Copy out, word for word, the entries below from the line containing "Category: steep slope." through the end of the entries.

Data for the task ->
>> begin
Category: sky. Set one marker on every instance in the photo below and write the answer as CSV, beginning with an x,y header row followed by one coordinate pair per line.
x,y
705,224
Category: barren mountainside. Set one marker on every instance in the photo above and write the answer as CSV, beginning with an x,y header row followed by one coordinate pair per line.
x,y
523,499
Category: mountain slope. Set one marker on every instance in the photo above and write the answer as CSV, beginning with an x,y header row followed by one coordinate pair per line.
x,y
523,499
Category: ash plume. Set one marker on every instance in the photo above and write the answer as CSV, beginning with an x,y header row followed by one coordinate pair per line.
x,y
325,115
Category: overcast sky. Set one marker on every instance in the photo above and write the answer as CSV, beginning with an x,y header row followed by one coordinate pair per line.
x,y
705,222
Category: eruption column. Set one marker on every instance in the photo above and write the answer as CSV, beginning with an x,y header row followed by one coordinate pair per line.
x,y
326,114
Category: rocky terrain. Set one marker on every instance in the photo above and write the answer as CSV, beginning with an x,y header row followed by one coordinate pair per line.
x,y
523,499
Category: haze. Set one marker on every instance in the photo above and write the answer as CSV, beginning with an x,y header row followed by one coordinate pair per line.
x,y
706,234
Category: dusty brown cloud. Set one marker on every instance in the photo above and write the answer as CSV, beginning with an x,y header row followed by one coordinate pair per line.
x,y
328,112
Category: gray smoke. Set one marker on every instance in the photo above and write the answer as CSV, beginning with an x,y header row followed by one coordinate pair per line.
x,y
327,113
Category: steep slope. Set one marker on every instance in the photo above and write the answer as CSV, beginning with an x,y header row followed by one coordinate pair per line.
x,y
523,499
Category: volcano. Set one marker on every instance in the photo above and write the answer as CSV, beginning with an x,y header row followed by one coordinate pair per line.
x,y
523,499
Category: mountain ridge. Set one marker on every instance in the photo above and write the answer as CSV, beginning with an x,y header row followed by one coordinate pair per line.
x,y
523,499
>> end
Exercise solution ->
Category: steep slope. Set one marker on every instance in the photo above and write the answer as CSV, beginning with an x,y header row followed by one coordinate pair per line.
x,y
523,499
Category: volcano. Set one marker on every instance in the photo above and write the answer as CSV, beginning with an x,y header row followed by one coordinate pair per line.
x,y
523,499
Category: mountain ridge. Set one marker on every instance in the photo above and write the answer as CSV, beginning with an x,y header row followed by one coordinate pair per line.
x,y
523,499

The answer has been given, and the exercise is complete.